+++ DATA TO USE
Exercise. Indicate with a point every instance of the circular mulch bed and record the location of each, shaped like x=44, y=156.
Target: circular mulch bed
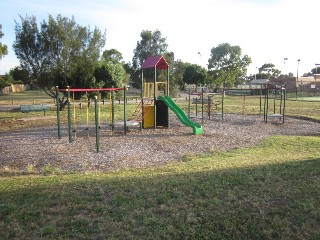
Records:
x=40, y=147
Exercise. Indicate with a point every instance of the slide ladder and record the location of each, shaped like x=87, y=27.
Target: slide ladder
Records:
x=197, y=128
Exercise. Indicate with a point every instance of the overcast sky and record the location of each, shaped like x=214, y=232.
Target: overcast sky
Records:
x=266, y=30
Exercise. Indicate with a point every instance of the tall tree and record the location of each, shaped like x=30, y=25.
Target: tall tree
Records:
x=151, y=44
x=21, y=74
x=111, y=71
x=195, y=74
x=226, y=64
x=59, y=53
x=269, y=70
x=3, y=47
x=112, y=55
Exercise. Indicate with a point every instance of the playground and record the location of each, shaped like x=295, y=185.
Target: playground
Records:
x=38, y=148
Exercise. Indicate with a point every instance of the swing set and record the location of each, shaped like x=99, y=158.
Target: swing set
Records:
x=97, y=110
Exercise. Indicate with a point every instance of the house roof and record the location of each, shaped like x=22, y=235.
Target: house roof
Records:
x=155, y=61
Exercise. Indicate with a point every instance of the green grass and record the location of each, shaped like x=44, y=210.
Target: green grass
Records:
x=270, y=191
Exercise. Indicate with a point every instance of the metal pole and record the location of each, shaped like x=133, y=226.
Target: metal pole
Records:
x=202, y=105
x=222, y=105
x=125, y=111
x=112, y=110
x=284, y=104
x=189, y=104
x=154, y=97
x=196, y=106
x=260, y=103
x=69, y=115
x=168, y=92
x=297, y=80
x=58, y=112
x=97, y=122
x=142, y=89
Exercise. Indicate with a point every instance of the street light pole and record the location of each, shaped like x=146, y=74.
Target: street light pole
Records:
x=297, y=79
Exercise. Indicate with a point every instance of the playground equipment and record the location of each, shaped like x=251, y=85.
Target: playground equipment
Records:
x=206, y=101
x=154, y=108
x=264, y=94
x=97, y=110
x=274, y=92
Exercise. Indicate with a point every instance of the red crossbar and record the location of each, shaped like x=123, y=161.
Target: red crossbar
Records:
x=89, y=89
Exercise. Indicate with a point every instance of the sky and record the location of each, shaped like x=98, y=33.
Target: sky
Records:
x=266, y=30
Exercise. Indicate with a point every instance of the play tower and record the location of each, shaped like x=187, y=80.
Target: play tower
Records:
x=155, y=112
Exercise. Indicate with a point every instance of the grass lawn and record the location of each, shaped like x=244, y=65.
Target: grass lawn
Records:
x=270, y=191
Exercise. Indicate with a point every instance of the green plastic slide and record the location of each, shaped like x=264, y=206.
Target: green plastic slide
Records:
x=197, y=128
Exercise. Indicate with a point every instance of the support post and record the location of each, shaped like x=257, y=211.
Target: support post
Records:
x=222, y=104
x=69, y=115
x=154, y=97
x=202, y=108
x=58, y=111
x=125, y=111
x=112, y=110
x=97, y=122
x=168, y=92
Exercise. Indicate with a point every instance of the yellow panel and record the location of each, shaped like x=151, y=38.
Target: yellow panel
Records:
x=148, y=120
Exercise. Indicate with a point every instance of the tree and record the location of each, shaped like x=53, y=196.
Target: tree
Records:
x=226, y=65
x=60, y=53
x=269, y=71
x=151, y=44
x=178, y=70
x=195, y=74
x=18, y=73
x=112, y=55
x=3, y=47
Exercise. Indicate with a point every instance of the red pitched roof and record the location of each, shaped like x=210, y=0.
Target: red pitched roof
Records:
x=157, y=61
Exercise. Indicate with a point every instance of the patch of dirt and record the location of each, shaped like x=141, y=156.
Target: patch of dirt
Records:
x=38, y=147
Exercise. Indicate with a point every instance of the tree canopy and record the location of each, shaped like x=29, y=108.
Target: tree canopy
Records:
x=151, y=44
x=226, y=64
x=58, y=52
x=268, y=70
x=195, y=74
x=3, y=47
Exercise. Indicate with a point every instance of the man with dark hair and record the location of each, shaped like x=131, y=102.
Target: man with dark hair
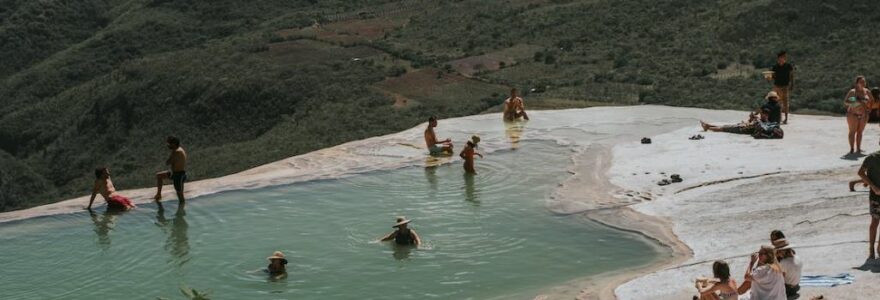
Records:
x=177, y=173
x=783, y=81
x=772, y=105
x=435, y=147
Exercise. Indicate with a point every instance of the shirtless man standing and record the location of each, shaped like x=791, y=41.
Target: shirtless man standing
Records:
x=435, y=147
x=514, y=107
x=177, y=174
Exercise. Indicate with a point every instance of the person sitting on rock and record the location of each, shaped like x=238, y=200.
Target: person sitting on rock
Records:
x=758, y=126
x=720, y=287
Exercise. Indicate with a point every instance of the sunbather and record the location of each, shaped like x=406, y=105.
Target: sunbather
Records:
x=104, y=186
x=758, y=126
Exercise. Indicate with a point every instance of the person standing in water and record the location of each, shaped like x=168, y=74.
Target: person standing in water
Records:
x=177, y=173
x=468, y=154
x=104, y=186
x=857, y=103
x=403, y=235
x=514, y=108
x=783, y=81
x=435, y=147
x=277, y=264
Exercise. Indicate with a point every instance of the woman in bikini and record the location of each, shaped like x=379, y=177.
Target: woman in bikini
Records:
x=720, y=287
x=104, y=186
x=857, y=102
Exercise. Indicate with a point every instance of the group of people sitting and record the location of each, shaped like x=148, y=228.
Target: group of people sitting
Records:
x=763, y=123
x=774, y=273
++++++
▶ [WHAT TO WORK ON]
What you give back must be the data above, reproduced exactly and free of pictures.

▶ [EXERCISE OUTPUT]
Exercise. Indicate with a point every instance of the circular mulch bed and record the location of each, shaped like x=44, y=156.
Target: circular mulch bed
Records:
x=40, y=147
Exercise. Indicate with a point every instance of the slide ladder and record the location of each, shaped like x=87, y=27.
Target: slide ladder
Records:
x=197, y=128
Exercise. Indicate with a point every instance of the overcast sky and record the location of each, shaped like x=214, y=232.
Target: overcast sky
Records:
x=266, y=30
Exercise. Indicate with a point every instance of the tall tree and record the location of each, shaped like x=30, y=25.
Target: tall tree
Records:
x=151, y=44
x=21, y=74
x=111, y=71
x=195, y=74
x=226, y=64
x=59, y=53
x=269, y=70
x=3, y=47
x=112, y=55
Exercise. Indicate with a point every instance of the playground and record the location of each, shaped like x=295, y=185.
Target: playground
Records:
x=38, y=148
Exercise. Indicate with a point every instance of the swing set and record the location of each, shaped like x=99, y=158.
Target: swing set
Records:
x=97, y=110
Exercise. Indicate with a point every instance of the house roof and record the location of each, shaped like x=22, y=235.
Target: house roof
Records:
x=155, y=61
Exercise. Indicate with a point every instance of the green grass and record the location of each, shaped like x=44, y=210.
Target: green grass
Records:
x=270, y=191
Exercise. Indicate with a point every instance of the metal pole and record the location of each, shaped like x=133, y=226.
Target: metal pole
Records:
x=202, y=105
x=222, y=105
x=125, y=111
x=112, y=110
x=284, y=104
x=189, y=104
x=154, y=97
x=196, y=106
x=260, y=103
x=69, y=115
x=168, y=92
x=297, y=80
x=58, y=112
x=97, y=122
x=142, y=89
Exercise. Indicate with a point every instance of the street light pole and record the location of each, shaped like x=146, y=74.
Target: street light pole
Records:
x=297, y=79
Exercise. Indicate with a point every instance of the playground equipment and record the location of each, shaped like x=251, y=85.
Target: playground equipment
Records:
x=206, y=101
x=154, y=108
x=264, y=94
x=97, y=110
x=274, y=92
Exercise. Indicate with a point every instance of the red crossbar and record the location of each, shaped like x=123, y=161.
Target: red crossbar
Records:
x=89, y=89
Exercise. Indicate with a point every instance of the sky and record the location of each, shaped like x=98, y=33.
Target: sky
Records:
x=266, y=30
Exercise. Indicate with a point every instance of the play tower and record the location of each, shaped like x=187, y=80.
Target: play tower
Records:
x=155, y=112
Exercise. Indicate with a point every instance of the grass lawn and record the location of each, shaped like x=244, y=65.
Target: grass lawn
Records:
x=270, y=191
Exercise. Indicate with a point every instance of the green plastic slide and record the location of each, shaped like x=264, y=206.
Target: green plastic slide
Records:
x=197, y=128
Exercise. Indicate with a point every instance of the support post and record the location of each, shaped like x=257, y=211.
Target: support post
Records:
x=222, y=104
x=69, y=115
x=154, y=97
x=202, y=108
x=58, y=111
x=125, y=111
x=112, y=110
x=97, y=122
x=168, y=92
Exercise. Indicate with a point every instance of the yellow panel and record the location of each, shaped like x=151, y=38.
Target: yellow panel
Records:
x=148, y=120
Exercise. Indicate with a point every instance of the tree and record the location of each, shaped like x=53, y=196.
Target: tree
Records:
x=226, y=65
x=60, y=53
x=269, y=71
x=151, y=44
x=178, y=70
x=195, y=74
x=18, y=73
x=112, y=55
x=3, y=47
Exercise. Indicate with a point every instance of the red pitched roof and record the location of each, shaped like x=210, y=0.
Target: red pitched roof
Records:
x=157, y=61
Exercise. Indicate with a point every instance of the patch of dirt and record the location of each, shaped like x=141, y=156.
Target: patch of dirt
Records:
x=38, y=147
Exercise. Indicate with a point every instance of the tree canopy and record the location of each, shaped like x=29, y=108.
Target: tree canopy
Records:
x=151, y=44
x=226, y=64
x=58, y=52
x=268, y=70
x=195, y=74
x=3, y=47
Exercise. Indicate with a point every instance of the man with dark hair and record the location of each, shaped like x=131, y=102.
Target: man with dark hair
Records:
x=177, y=173
x=783, y=81
x=772, y=105
x=435, y=147
Exercise. Indicate with a point every instance of the shirtless man standing and record the location of each, shaped like x=791, y=41.
Target: shirtless man standing
Records:
x=435, y=147
x=514, y=107
x=177, y=174
Exercise. Indicate with a point every instance of the person sitting on rock and record the location of each, shaped like x=238, y=200.
Target: person sitting on rock
Records:
x=758, y=126
x=720, y=287
Exercise. Indicate with a point every instance of the sunbather and record the location of each, shaped like x=406, y=105.
Target: sunbather
Records:
x=104, y=186
x=758, y=126
Exercise. Indicate with a point every instance of the person standing in water and record the location of each, shaped like x=168, y=74.
Target: person standing in water
Records:
x=177, y=173
x=468, y=154
x=104, y=186
x=857, y=103
x=403, y=235
x=514, y=108
x=783, y=81
x=435, y=147
x=277, y=264
Exercise. Indicate with a point every instance of the woman in bikini and record the location of each, shaped like x=379, y=177.
Target: woman in bikini
Records:
x=720, y=287
x=104, y=186
x=857, y=102
Exercise. Indicate with a point every instance of the group of people sitting and record the location of each, shaped like x=148, y=228.
Target: group of people sitting
Records:
x=763, y=123
x=774, y=273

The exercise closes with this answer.